_Supplied data_.
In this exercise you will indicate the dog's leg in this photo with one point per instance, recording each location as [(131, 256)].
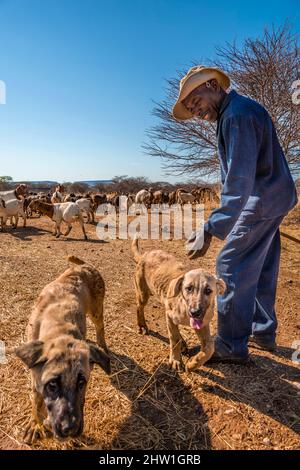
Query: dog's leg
[(142, 297), (81, 221), (35, 429), (57, 229), (97, 318), (207, 349), (175, 359)]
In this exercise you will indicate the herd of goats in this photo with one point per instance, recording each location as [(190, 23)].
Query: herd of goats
[(69, 208)]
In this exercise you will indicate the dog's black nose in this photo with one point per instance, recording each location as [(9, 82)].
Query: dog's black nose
[(196, 312), (68, 427)]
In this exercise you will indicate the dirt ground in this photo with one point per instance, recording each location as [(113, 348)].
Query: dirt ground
[(144, 405)]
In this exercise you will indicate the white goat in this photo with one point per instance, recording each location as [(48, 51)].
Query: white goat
[(12, 208), (86, 205), (67, 212), (14, 193)]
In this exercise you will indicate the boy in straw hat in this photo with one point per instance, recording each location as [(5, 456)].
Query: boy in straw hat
[(258, 191)]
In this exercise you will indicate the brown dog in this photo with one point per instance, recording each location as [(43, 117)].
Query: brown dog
[(57, 354), (188, 297)]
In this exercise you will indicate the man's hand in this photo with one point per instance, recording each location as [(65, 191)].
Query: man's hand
[(194, 253)]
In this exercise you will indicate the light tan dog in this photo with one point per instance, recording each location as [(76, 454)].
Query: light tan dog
[(57, 353), (188, 297)]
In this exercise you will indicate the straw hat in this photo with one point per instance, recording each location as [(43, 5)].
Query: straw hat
[(195, 77)]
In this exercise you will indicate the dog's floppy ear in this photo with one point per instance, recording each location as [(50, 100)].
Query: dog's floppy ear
[(221, 286), (175, 286), (99, 357), (30, 353)]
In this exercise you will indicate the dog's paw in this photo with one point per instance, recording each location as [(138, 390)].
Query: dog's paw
[(192, 364), (184, 348), (143, 330), (33, 432), (176, 365)]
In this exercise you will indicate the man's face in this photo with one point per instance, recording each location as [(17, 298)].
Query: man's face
[(204, 101)]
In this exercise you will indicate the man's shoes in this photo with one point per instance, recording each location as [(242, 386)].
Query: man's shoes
[(216, 357), (262, 344)]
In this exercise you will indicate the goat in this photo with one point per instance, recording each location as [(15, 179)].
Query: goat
[(65, 211), (14, 193), (12, 208), (86, 205)]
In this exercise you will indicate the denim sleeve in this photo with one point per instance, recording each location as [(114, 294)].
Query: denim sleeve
[(242, 137)]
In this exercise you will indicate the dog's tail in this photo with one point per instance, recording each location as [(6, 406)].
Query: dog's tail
[(75, 260), (135, 249)]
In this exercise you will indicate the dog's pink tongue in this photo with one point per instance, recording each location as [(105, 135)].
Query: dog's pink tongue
[(195, 323)]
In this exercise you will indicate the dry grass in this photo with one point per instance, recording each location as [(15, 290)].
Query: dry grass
[(143, 404)]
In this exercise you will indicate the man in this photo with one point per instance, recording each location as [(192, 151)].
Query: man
[(258, 191)]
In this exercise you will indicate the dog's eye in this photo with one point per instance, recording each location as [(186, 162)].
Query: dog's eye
[(53, 386), (81, 382)]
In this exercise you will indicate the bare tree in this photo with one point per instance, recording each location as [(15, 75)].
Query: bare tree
[(263, 69)]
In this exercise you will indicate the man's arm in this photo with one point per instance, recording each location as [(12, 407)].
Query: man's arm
[(242, 137)]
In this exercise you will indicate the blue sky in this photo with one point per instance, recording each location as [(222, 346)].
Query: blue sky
[(81, 76)]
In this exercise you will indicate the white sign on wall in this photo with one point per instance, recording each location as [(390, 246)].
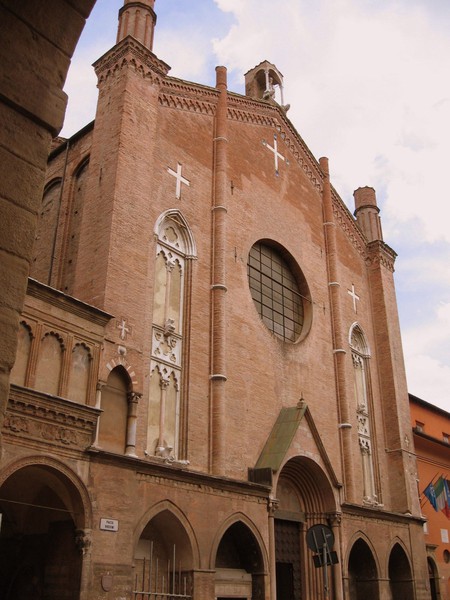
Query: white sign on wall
[(109, 525)]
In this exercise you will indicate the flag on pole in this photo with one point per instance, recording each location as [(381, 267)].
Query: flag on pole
[(430, 493), (446, 508)]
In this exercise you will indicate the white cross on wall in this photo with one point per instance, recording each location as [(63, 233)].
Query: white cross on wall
[(275, 152), (354, 296), (123, 329), (180, 180)]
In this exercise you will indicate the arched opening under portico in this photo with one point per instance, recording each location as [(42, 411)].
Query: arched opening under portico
[(42, 535), (433, 576), (362, 573)]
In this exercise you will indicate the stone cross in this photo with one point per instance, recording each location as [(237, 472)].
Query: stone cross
[(180, 179), (354, 296), (123, 329), (275, 152)]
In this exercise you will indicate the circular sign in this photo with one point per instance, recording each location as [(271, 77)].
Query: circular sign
[(319, 536)]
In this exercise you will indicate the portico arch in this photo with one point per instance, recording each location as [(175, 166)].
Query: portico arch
[(239, 561), (400, 574), (164, 555)]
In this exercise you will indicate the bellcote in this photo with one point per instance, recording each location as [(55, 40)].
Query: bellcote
[(265, 82), (137, 19), (366, 213)]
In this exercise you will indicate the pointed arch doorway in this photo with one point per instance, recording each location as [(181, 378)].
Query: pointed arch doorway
[(239, 565), (400, 575), (42, 535), (305, 498), (163, 559)]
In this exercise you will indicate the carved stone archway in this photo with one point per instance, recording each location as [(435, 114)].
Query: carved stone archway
[(38, 41)]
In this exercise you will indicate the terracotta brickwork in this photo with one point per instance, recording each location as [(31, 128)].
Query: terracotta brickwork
[(202, 429)]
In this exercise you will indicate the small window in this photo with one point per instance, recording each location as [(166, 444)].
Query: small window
[(279, 291)]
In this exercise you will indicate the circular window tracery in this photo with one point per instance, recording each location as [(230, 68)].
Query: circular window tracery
[(279, 291)]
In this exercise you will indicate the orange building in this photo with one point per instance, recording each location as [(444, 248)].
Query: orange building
[(431, 428), (209, 360)]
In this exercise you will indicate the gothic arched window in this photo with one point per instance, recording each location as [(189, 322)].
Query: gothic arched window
[(174, 250), (360, 359)]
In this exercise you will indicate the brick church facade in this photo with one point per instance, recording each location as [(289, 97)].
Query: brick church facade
[(209, 398)]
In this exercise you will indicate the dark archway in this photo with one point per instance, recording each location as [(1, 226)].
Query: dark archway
[(362, 573), (239, 565), (42, 524), (400, 575), (305, 499), (163, 558)]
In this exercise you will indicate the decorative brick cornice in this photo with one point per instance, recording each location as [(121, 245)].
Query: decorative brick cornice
[(348, 224), (131, 53), (47, 420), (379, 253)]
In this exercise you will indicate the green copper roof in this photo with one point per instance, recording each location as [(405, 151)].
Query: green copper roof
[(280, 437)]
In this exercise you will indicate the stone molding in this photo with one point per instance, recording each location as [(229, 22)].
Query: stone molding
[(67, 303), (380, 254)]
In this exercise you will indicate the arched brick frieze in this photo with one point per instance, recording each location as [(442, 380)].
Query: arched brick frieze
[(35, 56), (164, 543), (360, 535), (239, 517), (177, 514)]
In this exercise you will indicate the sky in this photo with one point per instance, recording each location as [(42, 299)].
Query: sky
[(368, 83)]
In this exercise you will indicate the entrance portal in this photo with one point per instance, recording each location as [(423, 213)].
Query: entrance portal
[(362, 573)]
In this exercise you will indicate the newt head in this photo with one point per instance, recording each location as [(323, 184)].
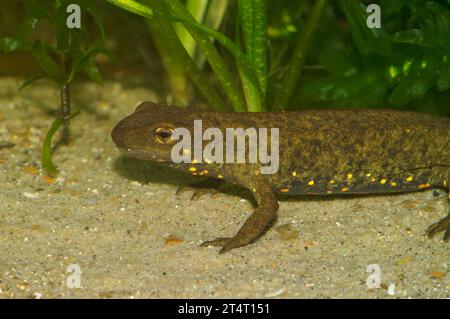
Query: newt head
[(148, 132)]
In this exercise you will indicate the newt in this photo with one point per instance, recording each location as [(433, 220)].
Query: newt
[(321, 152)]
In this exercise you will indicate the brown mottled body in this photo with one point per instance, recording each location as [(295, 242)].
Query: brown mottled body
[(321, 152)]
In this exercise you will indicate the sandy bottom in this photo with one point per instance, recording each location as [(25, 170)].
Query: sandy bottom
[(119, 222)]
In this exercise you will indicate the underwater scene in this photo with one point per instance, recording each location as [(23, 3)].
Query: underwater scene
[(224, 149)]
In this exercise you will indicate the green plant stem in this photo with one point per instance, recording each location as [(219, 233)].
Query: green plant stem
[(295, 65), (253, 17), (175, 54), (212, 55)]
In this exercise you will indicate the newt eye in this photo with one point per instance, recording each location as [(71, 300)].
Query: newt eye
[(163, 135)]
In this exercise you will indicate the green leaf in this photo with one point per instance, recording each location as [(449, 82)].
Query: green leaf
[(86, 59), (218, 65), (47, 145), (175, 57), (253, 18), (295, 65), (92, 71)]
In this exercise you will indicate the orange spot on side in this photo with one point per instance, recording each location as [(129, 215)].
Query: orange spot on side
[(48, 179), (31, 170)]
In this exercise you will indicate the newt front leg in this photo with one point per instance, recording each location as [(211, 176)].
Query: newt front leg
[(261, 218)]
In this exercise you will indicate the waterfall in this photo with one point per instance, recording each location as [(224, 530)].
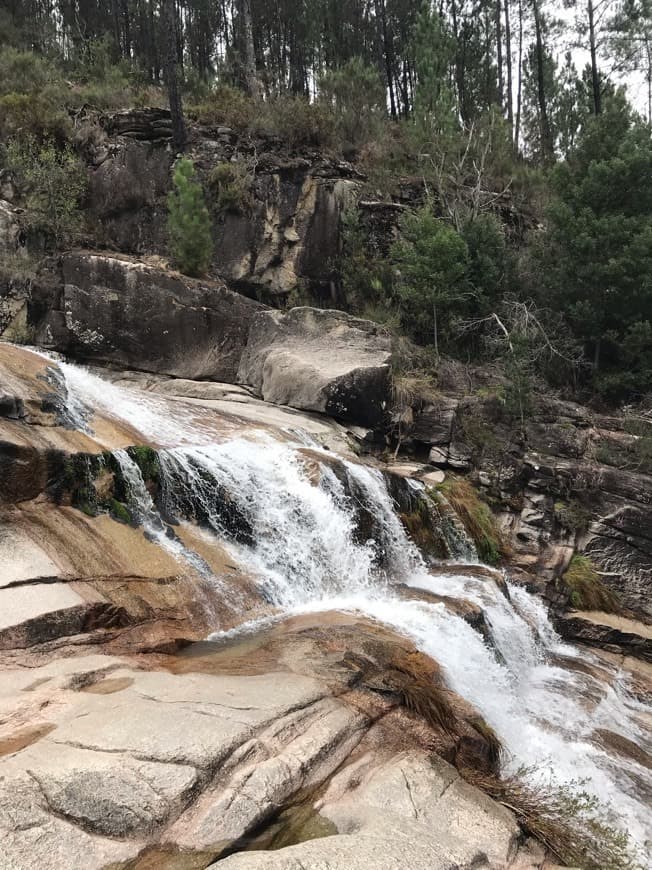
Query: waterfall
[(320, 535)]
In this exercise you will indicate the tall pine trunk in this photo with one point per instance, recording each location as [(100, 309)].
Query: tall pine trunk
[(595, 75), (508, 59), (519, 94), (252, 82), (547, 147), (499, 54), (172, 75)]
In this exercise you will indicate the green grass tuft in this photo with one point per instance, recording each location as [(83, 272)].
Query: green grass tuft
[(477, 519), (587, 591)]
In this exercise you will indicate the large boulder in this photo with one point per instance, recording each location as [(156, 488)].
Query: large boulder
[(135, 315), (320, 360)]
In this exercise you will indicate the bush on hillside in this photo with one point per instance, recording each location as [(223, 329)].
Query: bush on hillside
[(53, 182), (189, 223)]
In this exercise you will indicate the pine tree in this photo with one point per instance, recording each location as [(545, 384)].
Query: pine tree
[(189, 224)]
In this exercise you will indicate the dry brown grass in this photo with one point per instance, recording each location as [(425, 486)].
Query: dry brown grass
[(567, 820), (411, 679)]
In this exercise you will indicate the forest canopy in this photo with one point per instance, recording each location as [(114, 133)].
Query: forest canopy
[(533, 158)]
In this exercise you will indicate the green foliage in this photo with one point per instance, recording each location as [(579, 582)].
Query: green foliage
[(366, 278), (32, 97), (476, 518), (587, 591), (224, 105), (231, 185), (431, 260), (119, 511), (146, 458), (598, 260), (189, 224), (53, 181), (485, 241), (357, 97)]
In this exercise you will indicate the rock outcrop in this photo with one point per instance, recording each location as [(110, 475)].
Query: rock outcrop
[(555, 481), (105, 763), (320, 360), (281, 233), (131, 314)]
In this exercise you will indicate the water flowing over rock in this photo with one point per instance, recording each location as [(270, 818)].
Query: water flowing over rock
[(339, 657)]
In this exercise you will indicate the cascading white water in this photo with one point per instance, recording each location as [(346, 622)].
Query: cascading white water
[(302, 543)]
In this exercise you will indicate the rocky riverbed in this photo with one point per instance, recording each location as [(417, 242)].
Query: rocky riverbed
[(351, 695)]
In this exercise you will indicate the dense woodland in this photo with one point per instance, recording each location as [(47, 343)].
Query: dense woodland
[(523, 126)]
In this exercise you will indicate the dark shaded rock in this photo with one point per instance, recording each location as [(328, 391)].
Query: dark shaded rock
[(148, 124), (614, 634), (116, 310), (126, 196), (320, 360)]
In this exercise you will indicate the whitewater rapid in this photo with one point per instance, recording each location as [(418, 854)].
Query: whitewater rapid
[(306, 553)]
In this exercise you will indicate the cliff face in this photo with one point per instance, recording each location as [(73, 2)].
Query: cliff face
[(567, 481)]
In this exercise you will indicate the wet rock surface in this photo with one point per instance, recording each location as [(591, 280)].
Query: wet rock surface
[(198, 761)]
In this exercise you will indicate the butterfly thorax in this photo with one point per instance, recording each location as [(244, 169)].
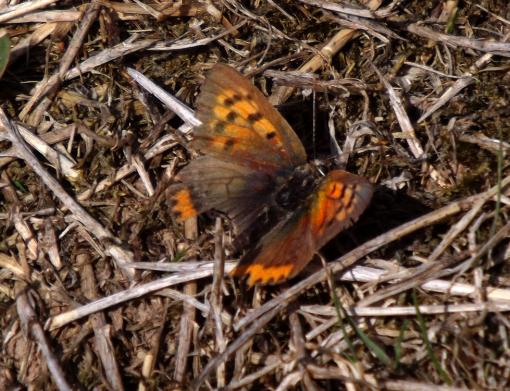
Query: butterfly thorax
[(293, 188)]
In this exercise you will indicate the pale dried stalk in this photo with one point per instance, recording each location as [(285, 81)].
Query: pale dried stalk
[(47, 88), (24, 8), (112, 247), (31, 325), (281, 94), (102, 330)]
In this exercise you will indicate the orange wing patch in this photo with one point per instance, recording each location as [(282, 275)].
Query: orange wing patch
[(264, 275), (239, 124), (183, 205), (282, 253)]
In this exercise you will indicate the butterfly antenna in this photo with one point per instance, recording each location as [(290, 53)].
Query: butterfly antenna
[(313, 124)]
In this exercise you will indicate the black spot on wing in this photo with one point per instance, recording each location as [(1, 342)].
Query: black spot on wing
[(254, 117)]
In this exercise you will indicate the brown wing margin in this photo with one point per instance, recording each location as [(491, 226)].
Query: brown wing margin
[(282, 253)]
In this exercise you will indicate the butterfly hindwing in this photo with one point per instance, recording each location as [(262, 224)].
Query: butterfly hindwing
[(209, 183), (240, 125), (282, 253)]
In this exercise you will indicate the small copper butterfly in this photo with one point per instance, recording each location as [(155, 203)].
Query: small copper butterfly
[(254, 162)]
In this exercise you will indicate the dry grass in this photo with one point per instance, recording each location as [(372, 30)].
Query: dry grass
[(100, 287)]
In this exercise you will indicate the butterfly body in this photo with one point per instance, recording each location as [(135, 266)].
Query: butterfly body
[(255, 164)]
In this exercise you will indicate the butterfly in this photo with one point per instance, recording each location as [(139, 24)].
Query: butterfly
[(253, 162)]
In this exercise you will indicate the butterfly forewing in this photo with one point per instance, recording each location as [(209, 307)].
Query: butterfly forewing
[(338, 201), (251, 152), (209, 183), (240, 125)]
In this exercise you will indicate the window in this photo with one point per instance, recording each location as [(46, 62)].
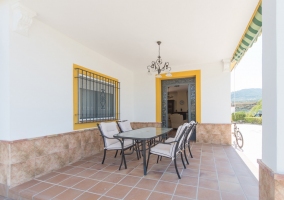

_Task to carry out_. Retype the listing above verbatim, from the line containing "In this exercise you will indicate the butterfly antenna" up to and including the line containing "[(209, 183), (240, 125), (282, 253)]".

_Result_.
In this exercise you will indicate the butterfly antenna in this photo with one point per instance, recording each location as [(290, 53)].
Query: butterfly antenna
[(313, 124)]
In this exercise you will indicate the black spot on wing in this photo with one point per instance, recording each location as [(1, 342)].
Query: black spot on wing
[(254, 117)]
In this exercise you will indicate the brown wing margin in this photo with one point per instance, recording each location as [(491, 226)].
Query: brown wing margin
[(282, 253)]
In this exercise you will indicate the butterfly hindwing in this photo with one point per instance, recording each location as [(262, 224)].
Query: butterfly hindwing
[(209, 183), (240, 125), (282, 253)]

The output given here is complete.